══ Data records ══
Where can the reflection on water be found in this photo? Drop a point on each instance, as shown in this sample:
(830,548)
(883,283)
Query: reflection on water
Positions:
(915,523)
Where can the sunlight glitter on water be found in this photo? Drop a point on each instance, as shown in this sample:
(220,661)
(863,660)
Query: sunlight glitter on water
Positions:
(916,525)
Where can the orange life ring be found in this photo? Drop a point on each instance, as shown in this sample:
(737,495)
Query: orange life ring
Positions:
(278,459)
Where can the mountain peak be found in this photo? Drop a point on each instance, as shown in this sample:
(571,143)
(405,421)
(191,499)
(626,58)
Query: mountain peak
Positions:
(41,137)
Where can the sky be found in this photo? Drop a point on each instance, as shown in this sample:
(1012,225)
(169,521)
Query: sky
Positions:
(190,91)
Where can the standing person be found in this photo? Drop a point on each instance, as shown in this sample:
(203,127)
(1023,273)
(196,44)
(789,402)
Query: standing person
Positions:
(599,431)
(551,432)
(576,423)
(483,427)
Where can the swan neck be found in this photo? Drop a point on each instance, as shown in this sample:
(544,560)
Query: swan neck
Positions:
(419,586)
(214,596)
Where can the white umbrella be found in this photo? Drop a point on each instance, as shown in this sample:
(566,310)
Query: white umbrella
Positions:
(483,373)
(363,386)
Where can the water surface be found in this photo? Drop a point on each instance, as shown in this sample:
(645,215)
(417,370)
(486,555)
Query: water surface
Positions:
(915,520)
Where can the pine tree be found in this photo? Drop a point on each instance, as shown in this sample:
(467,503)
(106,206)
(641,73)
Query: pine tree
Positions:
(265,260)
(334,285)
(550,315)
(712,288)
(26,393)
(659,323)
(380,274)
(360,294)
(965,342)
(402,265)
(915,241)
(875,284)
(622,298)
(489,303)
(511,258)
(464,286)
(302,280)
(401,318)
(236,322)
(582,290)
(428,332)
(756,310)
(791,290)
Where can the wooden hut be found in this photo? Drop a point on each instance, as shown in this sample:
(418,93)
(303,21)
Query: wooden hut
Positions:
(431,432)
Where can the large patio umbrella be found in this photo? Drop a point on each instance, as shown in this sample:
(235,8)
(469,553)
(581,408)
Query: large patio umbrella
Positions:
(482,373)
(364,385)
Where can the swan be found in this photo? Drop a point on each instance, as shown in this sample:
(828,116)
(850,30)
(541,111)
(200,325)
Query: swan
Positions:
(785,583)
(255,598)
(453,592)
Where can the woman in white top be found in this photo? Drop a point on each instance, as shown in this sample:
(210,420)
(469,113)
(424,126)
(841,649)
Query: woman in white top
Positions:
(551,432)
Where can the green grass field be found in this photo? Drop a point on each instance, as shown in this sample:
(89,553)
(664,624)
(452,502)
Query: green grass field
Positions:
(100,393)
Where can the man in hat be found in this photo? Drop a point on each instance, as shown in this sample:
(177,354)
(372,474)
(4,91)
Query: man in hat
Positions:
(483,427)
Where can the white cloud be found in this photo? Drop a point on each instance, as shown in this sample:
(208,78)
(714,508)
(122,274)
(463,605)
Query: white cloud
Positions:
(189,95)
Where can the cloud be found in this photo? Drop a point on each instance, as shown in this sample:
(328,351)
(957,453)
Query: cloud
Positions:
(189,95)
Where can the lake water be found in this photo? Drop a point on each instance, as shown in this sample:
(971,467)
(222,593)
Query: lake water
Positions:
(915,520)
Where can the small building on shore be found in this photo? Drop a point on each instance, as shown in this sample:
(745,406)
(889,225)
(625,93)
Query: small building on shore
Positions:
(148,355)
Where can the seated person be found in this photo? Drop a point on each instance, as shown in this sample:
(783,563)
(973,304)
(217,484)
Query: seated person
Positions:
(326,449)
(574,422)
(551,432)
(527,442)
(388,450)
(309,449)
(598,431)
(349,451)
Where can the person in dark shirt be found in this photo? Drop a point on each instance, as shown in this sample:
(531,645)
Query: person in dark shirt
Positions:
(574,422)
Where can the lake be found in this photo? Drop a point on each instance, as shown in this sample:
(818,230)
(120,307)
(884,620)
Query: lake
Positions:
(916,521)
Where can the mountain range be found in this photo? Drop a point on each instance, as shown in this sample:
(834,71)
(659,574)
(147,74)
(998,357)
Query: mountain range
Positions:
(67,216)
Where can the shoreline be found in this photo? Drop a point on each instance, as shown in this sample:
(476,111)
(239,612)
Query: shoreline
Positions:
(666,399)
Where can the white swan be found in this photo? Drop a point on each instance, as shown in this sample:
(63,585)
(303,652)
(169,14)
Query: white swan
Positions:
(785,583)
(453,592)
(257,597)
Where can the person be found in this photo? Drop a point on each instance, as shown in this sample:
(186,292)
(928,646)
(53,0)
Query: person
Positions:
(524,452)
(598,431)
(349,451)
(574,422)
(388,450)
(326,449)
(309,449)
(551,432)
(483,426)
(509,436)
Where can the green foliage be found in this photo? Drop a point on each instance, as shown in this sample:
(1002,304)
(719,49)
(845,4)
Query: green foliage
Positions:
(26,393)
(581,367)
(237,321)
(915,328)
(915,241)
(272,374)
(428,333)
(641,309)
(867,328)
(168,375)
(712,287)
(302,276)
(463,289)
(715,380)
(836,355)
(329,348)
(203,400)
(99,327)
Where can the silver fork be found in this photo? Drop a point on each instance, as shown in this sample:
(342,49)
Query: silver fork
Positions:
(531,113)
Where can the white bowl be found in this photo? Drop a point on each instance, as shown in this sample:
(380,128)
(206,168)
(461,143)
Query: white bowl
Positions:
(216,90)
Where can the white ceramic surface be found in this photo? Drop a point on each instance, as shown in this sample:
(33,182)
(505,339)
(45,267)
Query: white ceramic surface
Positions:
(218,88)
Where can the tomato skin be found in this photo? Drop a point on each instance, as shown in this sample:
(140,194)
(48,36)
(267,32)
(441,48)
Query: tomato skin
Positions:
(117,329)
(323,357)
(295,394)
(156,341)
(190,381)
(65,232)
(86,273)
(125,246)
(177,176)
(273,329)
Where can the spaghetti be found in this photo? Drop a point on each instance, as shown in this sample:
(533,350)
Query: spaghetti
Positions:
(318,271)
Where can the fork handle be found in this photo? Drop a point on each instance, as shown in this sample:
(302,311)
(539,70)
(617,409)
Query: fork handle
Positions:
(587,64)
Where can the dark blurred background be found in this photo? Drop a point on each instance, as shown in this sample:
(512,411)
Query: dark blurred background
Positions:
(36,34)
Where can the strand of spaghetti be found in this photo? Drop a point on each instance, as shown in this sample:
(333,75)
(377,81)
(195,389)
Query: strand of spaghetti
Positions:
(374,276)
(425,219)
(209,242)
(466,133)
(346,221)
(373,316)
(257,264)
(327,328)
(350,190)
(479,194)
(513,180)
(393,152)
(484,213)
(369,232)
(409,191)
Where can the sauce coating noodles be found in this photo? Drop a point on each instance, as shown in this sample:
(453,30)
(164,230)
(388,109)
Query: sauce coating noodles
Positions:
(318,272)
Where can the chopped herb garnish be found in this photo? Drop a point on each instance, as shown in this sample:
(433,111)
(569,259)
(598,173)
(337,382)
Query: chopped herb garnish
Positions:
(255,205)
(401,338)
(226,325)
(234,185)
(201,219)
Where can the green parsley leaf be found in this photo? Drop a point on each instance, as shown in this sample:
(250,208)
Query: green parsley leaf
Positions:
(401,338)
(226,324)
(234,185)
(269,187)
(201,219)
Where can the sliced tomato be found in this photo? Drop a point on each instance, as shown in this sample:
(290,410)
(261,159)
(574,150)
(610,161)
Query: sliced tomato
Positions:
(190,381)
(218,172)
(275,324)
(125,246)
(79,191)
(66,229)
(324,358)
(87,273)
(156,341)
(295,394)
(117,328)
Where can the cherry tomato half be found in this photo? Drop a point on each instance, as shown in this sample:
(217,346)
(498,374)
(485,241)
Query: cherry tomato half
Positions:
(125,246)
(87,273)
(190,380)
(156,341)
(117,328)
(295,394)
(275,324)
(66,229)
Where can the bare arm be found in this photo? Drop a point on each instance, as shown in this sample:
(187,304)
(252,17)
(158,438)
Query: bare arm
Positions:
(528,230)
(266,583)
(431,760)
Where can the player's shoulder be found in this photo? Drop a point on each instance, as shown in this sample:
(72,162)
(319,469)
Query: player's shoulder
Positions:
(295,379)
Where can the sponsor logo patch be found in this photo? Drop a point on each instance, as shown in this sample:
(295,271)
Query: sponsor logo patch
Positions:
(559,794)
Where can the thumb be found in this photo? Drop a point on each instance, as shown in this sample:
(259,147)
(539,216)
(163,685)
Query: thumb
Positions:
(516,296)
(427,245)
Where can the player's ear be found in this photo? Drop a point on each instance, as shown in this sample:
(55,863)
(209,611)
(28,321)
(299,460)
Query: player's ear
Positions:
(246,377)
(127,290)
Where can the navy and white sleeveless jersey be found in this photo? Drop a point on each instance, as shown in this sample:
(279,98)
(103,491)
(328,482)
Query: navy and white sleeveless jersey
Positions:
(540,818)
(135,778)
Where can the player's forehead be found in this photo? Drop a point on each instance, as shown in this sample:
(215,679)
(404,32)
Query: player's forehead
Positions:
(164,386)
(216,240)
═══
_What you have to do_.
Give only the number of lines in the data that hold the word "sunlight".

_Expected answer_.
2